START Input data

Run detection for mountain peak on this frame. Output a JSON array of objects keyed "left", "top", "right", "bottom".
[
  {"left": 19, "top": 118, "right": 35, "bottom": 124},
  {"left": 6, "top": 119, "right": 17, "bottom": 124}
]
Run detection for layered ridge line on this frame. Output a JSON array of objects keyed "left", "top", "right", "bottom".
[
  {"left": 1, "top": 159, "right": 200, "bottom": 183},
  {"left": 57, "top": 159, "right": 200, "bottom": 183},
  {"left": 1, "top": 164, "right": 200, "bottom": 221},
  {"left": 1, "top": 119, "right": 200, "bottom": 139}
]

END Input data
START Input data

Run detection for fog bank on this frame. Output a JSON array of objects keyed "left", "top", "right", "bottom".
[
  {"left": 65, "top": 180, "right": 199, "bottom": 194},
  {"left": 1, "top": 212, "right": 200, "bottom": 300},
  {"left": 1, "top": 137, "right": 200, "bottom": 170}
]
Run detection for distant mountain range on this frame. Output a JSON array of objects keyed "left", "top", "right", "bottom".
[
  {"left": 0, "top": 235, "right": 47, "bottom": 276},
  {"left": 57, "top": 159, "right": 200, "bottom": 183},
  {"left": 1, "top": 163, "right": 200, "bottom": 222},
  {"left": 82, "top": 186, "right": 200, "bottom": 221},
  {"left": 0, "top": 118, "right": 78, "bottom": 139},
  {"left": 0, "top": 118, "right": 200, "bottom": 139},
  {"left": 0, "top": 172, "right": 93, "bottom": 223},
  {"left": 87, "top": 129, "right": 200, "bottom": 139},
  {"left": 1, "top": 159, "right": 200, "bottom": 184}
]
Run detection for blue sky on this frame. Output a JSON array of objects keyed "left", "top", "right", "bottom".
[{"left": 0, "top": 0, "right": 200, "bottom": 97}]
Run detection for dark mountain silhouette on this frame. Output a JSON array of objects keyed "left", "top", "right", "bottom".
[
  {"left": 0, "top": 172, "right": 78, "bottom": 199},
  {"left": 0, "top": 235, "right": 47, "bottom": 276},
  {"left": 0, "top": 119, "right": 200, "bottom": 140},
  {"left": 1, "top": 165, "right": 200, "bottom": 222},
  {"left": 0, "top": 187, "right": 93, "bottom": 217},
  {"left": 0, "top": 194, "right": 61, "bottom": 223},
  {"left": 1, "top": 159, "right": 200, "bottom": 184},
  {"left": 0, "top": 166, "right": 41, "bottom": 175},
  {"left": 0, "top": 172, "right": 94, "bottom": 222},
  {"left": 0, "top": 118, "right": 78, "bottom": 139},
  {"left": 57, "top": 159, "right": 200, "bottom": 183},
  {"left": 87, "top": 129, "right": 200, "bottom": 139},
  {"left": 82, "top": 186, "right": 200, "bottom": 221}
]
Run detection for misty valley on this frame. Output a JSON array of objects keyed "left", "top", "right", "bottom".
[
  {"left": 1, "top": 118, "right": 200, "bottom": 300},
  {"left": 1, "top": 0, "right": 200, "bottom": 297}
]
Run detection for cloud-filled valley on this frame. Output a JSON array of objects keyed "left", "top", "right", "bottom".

END Input data

Only one part of the material above is to be transcribed, namely the lines starting with the line that has "Run detection for misty" and going on through the line that has "Run detection for cloud-filled", exactly as they stand.

Run detection for misty valley on this frame. Output a JSON array of objects keyed "left", "top", "right", "bottom".
[
  {"left": 1, "top": 118, "right": 200, "bottom": 300},
  {"left": 1, "top": 0, "right": 200, "bottom": 297}
]
Run detection for cloud-filled valley on this frame. Output a JSON array of objects keyed "left", "top", "right", "bottom".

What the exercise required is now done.